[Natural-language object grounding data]
- - -

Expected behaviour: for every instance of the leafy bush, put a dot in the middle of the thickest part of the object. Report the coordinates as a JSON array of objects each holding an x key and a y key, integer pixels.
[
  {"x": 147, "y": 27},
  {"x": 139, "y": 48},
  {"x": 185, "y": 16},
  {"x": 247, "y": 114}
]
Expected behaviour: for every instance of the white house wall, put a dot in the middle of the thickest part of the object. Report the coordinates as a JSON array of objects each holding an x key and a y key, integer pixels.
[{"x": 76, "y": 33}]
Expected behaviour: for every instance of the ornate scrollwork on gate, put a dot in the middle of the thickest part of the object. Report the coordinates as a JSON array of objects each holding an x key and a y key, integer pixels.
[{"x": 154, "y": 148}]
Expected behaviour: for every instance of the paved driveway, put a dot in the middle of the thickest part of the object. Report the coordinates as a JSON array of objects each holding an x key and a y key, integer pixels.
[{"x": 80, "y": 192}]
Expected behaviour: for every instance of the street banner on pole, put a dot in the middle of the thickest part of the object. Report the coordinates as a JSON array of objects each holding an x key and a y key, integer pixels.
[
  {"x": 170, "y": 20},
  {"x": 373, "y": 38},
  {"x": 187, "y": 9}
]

- - -

The problem: Write down exactly the line with "Expected behaviour: for every instance of the street", then each line after it through the end of the data.

Exercise result:
Expected behaviour: for every instance of the street banner on pole, put a dot in the middle of the thickest part of the object. Report the coordinates as a JSON array of objects each holding an x key and a y key, integer pixels.
[
  {"x": 170, "y": 20},
  {"x": 373, "y": 38},
  {"x": 187, "y": 9}
]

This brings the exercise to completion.